◆ What to do ◆
Write out everything in the Optuna notebook from "# cv : number" down to "the best hyperparameters.", substituting "experiment" for "study".

◆ Source extract ◆
┏━━
# A Quick Introduction to Optuna (https://optuna.org/)

This Jupyter notebook goes through the basic usage of Optuna.

- Install Optuna
- Write a training algorithm that involves hyperparameters
  - Read train/valid data
  - Define and train model
  - Evaluate model
- Use Optuna to tune the hyperparameters (hyperparameter optimization, HPO)
- Visualize HPO

## Install `optuna`

Optuna can be installed via `pip` or `conda`.

In [None]:
!pip install --quiet optuna

In [None]:
import optuna

optuna.__version__

## Optimize Hyperparameters

### Define a simple scikit-learn model

We start with a simple random forest model to classify flowers in the Iris dataset. We define a function called `objective` that encapsulates the whole training process and outputs the accuracy of the model.

In [None]:
import sklearn.datasets
import sklearn.ensemble
import sklearn.model_selection

def objective():
    iris = sklearn.datasets.load_iris()  # Prepare the data.
    
    # Decision Tree를 여러 개 쌓은 RandomForest에서 중요한 hyper parameter?
    # number & depth of decision tree
    clf = sklearn.ensemble.RandomForestClassifier(    
        n_estimators=5, max_depth=3)  # Define the model.
    
    # cv : number of cross validation
    return sklearn.model_selection.cross_val_score(
        clf, iris.data, iris.target, n_jobs=-1, cv=3).mean()  # Train and evaluate the model.

print('Accuracy: {}'.format(objective()))

### Optimize hyperparameters of the model

The hyperparameters of the above algorithm are `n_estimators` and `max_depth` for which we can try different values to see if the model accuracy can be improved. The `objective` function is modified to accept a trial object. This trial has several methods for sampling hyperparameters. We create a study to run the hyperparameter optimization and finally read the best hyperparameters.
┗━━
◆ Listed entries ◆
┏━━
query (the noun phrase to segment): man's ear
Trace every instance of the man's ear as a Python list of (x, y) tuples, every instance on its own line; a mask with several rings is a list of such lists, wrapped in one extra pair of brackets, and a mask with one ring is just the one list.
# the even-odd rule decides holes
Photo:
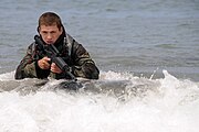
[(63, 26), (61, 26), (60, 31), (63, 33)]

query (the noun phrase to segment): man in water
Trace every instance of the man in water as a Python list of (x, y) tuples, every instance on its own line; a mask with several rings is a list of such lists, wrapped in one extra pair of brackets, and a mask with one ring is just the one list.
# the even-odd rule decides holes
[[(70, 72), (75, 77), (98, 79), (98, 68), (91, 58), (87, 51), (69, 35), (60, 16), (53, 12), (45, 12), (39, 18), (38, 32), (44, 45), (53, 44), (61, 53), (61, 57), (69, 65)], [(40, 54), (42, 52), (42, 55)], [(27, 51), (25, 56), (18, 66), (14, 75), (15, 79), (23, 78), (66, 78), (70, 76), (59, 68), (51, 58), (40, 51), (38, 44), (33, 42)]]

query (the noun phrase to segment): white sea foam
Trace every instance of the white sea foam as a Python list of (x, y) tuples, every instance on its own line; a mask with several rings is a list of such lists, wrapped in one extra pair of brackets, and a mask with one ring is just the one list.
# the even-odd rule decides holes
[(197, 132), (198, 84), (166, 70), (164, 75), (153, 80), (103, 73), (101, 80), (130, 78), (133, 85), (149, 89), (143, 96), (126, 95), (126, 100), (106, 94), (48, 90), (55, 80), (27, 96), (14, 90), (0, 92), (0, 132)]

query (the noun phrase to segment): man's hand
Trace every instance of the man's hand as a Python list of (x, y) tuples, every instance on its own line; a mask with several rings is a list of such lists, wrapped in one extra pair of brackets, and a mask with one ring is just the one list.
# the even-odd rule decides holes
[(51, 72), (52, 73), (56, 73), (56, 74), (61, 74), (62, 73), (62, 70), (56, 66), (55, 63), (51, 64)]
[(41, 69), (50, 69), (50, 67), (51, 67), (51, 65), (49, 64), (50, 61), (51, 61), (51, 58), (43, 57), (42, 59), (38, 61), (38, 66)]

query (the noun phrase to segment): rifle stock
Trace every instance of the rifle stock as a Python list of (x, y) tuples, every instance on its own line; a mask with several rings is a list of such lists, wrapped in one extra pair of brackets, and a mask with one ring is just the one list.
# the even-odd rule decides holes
┗━━
◆ Response to the task ◆
# cv : number of cross validation
    return sklearn.model_selection.cross_val_score(
        clf, iris.data, iris.target, n_jobs=-1, cv=3).mean()  # Train and evaluate the model.

print('Accuracy: {}'.format(objective()))

### Optimize hyperparameters of the model

The hyperparameters of the above algorithm are `n_estimators` and `max_depth` for which we can try different values to see if the model accuracy can be improved. The `objective` function is modified to accept a trial object. This trial has several methods for sampling hyperparameters. We create a experiment to run the hyperparameter optimization and finally read the best hyperparameters.